··· Material provided ···
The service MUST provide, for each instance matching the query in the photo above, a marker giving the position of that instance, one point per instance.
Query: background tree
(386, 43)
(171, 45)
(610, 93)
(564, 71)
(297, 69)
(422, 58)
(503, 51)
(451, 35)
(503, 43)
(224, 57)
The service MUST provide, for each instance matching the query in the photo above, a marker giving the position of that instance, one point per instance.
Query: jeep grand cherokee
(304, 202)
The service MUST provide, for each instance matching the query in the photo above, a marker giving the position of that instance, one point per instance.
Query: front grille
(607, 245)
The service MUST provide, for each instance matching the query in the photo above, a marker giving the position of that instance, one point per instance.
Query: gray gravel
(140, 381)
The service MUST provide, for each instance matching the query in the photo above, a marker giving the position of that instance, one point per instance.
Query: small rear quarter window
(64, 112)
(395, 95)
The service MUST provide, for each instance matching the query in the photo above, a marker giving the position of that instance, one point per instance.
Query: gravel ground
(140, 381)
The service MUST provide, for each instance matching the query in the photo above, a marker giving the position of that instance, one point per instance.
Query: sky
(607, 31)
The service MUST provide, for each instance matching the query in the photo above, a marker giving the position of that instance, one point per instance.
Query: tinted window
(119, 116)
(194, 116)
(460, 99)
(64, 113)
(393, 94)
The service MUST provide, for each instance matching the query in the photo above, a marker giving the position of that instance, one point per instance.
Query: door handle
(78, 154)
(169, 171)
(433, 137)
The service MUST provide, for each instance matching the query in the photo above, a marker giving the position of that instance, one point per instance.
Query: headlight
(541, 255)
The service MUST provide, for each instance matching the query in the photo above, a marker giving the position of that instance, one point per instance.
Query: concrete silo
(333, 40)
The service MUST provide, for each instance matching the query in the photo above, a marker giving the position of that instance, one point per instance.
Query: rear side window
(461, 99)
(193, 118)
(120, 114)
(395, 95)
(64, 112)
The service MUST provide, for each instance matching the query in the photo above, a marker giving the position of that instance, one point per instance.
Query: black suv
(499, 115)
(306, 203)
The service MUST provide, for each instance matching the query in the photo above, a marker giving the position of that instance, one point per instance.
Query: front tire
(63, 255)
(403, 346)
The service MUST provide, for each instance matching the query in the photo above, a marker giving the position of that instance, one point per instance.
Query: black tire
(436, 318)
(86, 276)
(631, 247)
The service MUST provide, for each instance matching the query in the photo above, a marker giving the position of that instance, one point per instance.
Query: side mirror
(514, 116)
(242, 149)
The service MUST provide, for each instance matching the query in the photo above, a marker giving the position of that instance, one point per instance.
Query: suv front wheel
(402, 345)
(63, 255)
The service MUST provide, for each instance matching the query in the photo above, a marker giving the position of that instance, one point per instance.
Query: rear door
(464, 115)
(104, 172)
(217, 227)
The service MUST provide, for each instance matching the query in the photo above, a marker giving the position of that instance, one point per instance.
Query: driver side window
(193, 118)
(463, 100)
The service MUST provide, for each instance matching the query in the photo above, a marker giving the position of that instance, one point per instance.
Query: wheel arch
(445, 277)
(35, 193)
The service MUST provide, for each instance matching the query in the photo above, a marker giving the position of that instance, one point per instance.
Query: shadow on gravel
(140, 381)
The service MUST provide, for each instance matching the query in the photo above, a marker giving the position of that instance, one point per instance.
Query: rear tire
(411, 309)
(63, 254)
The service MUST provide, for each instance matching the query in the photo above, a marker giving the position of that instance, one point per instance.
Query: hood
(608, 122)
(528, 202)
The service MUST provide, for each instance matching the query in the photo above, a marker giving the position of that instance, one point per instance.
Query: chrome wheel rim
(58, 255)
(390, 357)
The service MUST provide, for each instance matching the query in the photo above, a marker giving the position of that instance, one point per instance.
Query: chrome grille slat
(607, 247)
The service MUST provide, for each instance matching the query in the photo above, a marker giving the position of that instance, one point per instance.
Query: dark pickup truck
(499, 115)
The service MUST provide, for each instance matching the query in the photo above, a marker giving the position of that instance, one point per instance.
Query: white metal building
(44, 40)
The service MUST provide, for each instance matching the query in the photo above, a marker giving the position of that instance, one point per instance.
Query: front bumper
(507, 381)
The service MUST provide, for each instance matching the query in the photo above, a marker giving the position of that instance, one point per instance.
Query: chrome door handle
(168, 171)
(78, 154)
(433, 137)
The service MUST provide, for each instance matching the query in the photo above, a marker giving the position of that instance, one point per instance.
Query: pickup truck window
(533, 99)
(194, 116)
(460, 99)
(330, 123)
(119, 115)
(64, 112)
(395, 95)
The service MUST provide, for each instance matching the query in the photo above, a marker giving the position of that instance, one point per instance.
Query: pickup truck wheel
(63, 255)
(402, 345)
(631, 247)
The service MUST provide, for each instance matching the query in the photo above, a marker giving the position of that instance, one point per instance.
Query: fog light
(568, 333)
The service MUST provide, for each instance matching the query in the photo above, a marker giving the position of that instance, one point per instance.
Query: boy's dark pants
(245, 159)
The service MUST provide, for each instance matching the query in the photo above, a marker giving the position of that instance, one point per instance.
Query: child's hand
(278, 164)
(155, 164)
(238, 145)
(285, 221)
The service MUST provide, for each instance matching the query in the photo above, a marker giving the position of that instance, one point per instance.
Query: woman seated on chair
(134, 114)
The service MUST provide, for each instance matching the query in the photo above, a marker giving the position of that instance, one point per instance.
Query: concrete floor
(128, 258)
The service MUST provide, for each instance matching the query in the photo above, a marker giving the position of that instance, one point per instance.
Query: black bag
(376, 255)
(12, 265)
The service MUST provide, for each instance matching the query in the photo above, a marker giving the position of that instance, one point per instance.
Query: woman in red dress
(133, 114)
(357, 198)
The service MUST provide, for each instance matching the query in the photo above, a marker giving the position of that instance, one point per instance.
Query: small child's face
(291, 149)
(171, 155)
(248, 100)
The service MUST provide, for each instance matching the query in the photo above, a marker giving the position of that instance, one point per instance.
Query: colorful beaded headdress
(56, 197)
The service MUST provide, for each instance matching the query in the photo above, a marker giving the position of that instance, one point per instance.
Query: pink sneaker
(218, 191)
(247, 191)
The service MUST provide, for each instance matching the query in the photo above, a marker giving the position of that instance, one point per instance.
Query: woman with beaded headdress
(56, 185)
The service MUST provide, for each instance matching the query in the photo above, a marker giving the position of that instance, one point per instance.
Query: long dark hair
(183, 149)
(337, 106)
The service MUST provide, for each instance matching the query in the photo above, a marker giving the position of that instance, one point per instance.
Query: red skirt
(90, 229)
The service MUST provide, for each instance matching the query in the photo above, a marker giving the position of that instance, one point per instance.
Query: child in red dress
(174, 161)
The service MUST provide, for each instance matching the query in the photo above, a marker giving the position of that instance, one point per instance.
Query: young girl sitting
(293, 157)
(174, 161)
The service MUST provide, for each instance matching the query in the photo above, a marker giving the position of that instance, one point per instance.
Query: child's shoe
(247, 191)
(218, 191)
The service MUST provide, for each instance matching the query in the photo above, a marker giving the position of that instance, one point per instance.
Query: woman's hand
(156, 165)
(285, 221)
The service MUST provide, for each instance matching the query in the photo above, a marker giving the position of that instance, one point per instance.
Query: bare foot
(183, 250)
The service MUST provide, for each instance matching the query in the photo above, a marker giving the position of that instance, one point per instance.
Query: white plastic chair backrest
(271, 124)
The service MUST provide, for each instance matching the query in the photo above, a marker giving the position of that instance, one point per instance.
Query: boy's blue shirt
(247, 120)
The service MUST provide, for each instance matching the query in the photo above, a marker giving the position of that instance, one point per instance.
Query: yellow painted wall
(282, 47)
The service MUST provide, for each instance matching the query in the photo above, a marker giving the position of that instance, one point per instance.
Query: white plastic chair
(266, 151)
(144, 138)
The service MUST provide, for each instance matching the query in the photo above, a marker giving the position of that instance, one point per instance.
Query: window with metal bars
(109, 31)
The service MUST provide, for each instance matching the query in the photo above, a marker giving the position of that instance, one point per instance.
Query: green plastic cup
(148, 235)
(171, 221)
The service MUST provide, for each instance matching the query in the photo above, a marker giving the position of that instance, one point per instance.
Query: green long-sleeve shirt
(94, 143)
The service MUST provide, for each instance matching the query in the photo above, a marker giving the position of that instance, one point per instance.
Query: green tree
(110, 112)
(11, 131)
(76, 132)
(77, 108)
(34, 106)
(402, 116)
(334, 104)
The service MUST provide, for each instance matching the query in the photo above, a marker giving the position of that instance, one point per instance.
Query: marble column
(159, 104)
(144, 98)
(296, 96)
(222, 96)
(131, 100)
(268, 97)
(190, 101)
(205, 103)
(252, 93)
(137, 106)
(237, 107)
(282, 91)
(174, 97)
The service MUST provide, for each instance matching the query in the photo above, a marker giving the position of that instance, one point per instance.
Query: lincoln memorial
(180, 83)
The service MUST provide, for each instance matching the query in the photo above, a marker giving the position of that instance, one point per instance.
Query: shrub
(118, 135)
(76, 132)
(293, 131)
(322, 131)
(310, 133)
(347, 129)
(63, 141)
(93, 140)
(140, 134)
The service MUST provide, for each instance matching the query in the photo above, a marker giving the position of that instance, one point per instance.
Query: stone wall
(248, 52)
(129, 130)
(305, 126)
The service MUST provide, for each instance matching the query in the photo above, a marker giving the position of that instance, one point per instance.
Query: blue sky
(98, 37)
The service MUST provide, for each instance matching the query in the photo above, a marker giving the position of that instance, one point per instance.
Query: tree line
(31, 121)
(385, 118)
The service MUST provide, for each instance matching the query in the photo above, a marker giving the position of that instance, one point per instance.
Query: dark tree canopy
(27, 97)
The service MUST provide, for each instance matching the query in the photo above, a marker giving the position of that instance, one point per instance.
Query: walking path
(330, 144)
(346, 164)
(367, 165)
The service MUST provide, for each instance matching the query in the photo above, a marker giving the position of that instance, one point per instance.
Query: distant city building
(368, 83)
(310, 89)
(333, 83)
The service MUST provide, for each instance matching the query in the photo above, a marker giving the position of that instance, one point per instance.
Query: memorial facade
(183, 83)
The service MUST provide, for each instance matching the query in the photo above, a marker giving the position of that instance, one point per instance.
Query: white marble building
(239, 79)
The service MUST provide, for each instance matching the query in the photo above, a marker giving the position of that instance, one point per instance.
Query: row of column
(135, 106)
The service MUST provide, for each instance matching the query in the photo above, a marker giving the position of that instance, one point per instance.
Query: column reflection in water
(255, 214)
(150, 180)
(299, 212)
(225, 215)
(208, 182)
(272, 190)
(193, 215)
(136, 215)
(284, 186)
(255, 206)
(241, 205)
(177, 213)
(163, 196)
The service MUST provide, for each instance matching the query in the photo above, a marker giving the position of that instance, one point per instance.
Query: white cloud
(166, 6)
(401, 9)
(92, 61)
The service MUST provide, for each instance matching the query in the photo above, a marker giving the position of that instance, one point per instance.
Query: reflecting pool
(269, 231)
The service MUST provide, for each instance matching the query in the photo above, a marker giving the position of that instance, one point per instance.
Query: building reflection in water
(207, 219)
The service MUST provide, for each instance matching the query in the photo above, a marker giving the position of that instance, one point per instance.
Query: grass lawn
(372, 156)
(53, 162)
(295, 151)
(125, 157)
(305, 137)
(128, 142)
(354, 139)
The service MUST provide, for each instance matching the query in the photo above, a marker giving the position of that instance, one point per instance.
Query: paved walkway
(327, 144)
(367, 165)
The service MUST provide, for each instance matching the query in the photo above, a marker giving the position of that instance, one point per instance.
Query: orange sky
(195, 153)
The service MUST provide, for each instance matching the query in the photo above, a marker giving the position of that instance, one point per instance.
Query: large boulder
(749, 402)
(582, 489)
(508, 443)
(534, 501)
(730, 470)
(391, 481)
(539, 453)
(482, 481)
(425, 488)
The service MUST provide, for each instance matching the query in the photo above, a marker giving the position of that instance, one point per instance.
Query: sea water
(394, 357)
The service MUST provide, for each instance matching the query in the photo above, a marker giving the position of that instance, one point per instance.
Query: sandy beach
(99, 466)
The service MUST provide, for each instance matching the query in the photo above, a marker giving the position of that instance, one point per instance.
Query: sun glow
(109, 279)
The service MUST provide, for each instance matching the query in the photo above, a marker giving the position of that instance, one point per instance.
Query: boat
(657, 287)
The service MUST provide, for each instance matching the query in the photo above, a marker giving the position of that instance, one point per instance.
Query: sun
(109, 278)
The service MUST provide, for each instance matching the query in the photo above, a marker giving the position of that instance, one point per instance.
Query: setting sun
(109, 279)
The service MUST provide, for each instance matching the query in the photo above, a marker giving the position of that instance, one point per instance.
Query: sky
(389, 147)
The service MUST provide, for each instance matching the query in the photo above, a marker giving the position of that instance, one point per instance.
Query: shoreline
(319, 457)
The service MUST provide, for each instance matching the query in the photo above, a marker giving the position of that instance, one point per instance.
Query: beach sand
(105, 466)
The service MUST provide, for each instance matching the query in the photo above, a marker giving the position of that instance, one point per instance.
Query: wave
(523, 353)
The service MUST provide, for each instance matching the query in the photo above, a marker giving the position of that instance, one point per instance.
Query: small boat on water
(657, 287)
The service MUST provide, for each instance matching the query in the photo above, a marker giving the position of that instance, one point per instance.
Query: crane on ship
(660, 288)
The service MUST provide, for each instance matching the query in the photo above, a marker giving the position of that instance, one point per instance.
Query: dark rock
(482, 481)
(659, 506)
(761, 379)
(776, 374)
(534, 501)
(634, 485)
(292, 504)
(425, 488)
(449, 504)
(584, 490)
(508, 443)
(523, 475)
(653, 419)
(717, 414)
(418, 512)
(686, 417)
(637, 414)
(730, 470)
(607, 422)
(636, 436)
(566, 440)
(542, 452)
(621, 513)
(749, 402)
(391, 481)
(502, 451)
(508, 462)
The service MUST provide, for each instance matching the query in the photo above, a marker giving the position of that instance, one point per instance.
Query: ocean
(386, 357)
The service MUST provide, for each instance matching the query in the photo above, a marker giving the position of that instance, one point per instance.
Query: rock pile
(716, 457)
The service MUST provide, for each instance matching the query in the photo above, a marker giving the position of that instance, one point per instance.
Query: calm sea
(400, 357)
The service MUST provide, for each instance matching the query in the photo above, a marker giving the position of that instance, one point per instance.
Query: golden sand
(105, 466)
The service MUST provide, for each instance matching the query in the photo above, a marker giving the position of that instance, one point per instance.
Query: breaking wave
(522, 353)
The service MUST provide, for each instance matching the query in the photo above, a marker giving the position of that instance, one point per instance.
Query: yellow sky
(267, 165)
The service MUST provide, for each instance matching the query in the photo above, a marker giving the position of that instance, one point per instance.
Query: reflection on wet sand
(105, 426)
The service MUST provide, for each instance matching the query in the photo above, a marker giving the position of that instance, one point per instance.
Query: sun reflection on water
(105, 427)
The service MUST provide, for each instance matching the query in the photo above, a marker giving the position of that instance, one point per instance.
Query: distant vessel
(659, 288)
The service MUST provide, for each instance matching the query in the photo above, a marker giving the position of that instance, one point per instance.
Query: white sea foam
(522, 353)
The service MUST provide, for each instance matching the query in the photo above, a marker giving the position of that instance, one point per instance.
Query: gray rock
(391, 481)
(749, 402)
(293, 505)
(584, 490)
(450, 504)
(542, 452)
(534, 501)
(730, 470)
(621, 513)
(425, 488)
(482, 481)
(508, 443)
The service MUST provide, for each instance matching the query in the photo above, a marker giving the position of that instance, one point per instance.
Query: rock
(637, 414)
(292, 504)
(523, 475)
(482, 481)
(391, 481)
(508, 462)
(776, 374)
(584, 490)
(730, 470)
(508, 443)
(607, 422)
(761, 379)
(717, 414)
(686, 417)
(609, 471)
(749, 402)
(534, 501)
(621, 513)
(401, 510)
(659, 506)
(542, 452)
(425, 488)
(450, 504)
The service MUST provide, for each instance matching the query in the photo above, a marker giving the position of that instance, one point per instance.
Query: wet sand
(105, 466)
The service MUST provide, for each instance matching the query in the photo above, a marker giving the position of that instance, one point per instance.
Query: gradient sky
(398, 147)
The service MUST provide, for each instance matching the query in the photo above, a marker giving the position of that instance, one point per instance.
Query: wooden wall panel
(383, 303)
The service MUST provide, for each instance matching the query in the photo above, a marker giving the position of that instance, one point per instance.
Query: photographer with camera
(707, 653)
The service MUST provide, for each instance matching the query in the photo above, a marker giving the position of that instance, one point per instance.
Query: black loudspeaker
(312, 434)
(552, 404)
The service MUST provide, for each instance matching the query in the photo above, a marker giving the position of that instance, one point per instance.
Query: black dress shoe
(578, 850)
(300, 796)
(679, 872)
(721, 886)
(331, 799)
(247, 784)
···
> [What to produce]: Exactly reproduce the lines beginning with the one that contains "Query: black loudspeaker" and ending with the last line of the material, both included. Leave out everything else.

> [Written reply]:
Query: black loudspeaker
(312, 434)
(552, 404)
The service MUST provide, for each instance matching the query in the photo above, a marker giving the position of that instance, one point per instance.
Query: black dress shoe
(578, 850)
(300, 796)
(679, 872)
(721, 886)
(331, 799)
(247, 784)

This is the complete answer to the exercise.